▶ MATERIAL:

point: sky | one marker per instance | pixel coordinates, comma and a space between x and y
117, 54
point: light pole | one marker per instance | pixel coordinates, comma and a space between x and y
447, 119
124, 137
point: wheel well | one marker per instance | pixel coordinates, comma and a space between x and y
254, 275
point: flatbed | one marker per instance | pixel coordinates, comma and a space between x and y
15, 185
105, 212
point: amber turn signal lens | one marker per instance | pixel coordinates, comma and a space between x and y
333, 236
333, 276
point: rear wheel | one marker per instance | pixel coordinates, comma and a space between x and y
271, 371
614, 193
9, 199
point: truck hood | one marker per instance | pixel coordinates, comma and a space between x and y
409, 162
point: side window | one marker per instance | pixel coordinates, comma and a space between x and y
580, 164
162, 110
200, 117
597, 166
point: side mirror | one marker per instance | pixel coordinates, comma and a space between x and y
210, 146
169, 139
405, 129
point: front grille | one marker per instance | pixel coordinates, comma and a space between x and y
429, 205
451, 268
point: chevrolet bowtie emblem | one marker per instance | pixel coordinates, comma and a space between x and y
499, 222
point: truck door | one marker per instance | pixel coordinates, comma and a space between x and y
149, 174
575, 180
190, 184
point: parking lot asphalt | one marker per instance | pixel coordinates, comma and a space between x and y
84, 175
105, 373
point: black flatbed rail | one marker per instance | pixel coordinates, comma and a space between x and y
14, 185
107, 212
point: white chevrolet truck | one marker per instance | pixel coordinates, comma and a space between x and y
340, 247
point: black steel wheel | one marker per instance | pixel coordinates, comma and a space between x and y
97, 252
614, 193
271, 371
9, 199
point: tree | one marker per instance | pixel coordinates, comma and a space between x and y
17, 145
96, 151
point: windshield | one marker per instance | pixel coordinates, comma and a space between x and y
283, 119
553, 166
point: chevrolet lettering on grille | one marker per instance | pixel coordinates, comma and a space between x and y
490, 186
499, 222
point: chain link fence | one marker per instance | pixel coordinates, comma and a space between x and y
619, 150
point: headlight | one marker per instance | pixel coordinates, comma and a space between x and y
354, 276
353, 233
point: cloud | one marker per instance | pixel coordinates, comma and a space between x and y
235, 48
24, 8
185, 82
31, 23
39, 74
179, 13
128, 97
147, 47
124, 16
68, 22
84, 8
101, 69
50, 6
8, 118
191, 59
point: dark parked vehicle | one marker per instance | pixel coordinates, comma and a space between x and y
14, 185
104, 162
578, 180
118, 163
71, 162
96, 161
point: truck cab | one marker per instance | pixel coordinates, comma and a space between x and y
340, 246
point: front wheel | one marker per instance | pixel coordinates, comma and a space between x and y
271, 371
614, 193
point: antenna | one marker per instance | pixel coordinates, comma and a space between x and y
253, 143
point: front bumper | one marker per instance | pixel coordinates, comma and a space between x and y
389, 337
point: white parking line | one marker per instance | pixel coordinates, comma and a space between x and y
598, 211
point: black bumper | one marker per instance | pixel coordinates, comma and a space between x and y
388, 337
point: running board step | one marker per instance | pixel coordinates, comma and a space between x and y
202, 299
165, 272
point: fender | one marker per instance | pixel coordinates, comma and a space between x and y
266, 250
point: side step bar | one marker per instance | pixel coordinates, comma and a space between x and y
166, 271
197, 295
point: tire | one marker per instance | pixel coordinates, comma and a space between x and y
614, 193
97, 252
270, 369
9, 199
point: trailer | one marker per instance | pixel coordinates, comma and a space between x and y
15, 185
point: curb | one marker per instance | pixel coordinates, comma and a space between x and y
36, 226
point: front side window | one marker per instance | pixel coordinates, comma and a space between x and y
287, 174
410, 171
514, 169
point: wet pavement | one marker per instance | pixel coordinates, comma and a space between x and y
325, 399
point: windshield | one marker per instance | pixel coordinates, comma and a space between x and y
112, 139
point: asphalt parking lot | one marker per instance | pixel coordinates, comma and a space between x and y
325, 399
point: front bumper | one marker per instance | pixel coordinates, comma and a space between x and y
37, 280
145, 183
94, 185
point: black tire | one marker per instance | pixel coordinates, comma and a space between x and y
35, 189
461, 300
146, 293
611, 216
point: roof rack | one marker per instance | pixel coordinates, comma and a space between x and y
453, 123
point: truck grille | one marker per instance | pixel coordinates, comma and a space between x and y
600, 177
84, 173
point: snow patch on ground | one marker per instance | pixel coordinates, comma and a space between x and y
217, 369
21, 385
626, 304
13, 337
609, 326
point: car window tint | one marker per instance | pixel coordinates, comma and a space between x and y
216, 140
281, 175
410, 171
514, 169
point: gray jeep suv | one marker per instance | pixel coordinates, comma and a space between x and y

▶ PROBLEM DETAILS: Locate the line that contains "point: fender |", then please quote it and every line after it to the end of the entries above, exactly and with nothing else.

▶ REPLY:
point: fender | one marker per instance | pixel coordinates, comma and a space between x and y
266, 250
point: side step bar | one marker per instance | pixel coordinates, comma and a space between x and y
166, 271
197, 295
point: tire | one marker per instance | pixel coordinates, comma and a space between x and y
614, 193
97, 252
270, 369
9, 199
point: trailer | one marker per instance | pixel coordinates, comma and a space between x and y
15, 185
point: curb | one marker per instance | pixel coordinates, comma and a space between x and y
36, 226
point: front side window | one marker per instance | pixel coordinates, comma and a space between x and y
287, 174
410, 171
514, 169
point: wet pavement | one marker per instance | pixel coordinates, comma and a space between x and y
325, 399
point: windshield | one marker per instance | pixel coordinates, comma and a space between x and y
112, 139
point: asphalt parking lot | one marker per instance | pixel coordinates, comma and a space between x and y
325, 399
point: front bumper | one marker per instance | pixel coordinates, comma and a space between x and y
37, 280
145, 183
94, 185
point: black tire | one marker per instance | pixel coordinates, comma and a space between x and y
35, 189
461, 300
146, 293
611, 216
point: roof rack | one marker per instance | pixel coordinates, comma and a space between x and y
453, 123
point: truck grille | one marker per instance | pixel coordinates, comma and a space between x and y
600, 177
84, 173
point: snow patch on ground | one marker per instance | pixel coordinates, comma and a space between x and y
217, 369
21, 385
626, 304
13, 337
609, 326
point: car window tint | one marker per instance | pixel coordinates, comma and a space between x and y
216, 140
281, 175
410, 171
514, 169
point: gray jeep suv | one marker per instance | pixel coordinates, comma and a space between x and y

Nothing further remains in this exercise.